● **Exercise directions**:
Copy every line of the material below without changing anything.

● **Records shown**:

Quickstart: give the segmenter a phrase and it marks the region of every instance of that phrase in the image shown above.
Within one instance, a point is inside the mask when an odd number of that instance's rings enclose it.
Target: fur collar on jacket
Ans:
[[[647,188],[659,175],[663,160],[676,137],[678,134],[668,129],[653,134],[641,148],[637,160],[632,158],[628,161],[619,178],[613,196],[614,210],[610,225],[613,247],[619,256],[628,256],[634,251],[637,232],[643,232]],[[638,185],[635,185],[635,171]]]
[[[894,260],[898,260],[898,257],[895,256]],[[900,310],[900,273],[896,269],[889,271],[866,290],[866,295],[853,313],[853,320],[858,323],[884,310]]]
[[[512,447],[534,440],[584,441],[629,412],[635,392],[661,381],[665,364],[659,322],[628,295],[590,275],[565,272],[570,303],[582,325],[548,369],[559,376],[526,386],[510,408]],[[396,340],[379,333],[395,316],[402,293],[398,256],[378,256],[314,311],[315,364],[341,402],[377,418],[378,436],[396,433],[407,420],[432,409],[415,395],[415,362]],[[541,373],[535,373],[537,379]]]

● **Answer to this exercise**:
Quickstart: give the segmenter a phrase and it marks the region of every instance of that phrase in the image shown above.
Within one instance, a point is inside the mask when an odd number of that instance's rings enclose it.
Target: fur collar on jacket
Ans:
[[[647,188],[659,175],[663,160],[676,137],[678,134],[668,129],[653,134],[641,148],[637,160],[632,158],[628,161],[619,178],[613,196],[614,210],[610,225],[613,247],[619,256],[628,256],[634,251],[637,232],[643,232]],[[638,185],[635,185],[635,171]]]
[[[894,260],[898,260],[898,257],[895,256]],[[900,310],[900,273],[896,269],[889,271],[866,290],[866,295],[853,313],[853,320],[858,323],[884,310]]]
[[[512,447],[534,440],[584,441],[629,412],[635,392],[661,381],[665,364],[659,322],[628,295],[590,275],[565,272],[570,303],[582,325],[548,369],[559,376],[526,386],[510,408]],[[396,340],[379,333],[395,316],[402,293],[398,256],[378,256],[314,311],[315,364],[341,402],[377,418],[378,436],[396,433],[407,420],[432,409],[415,395],[415,362]],[[541,373],[535,373],[537,379]]]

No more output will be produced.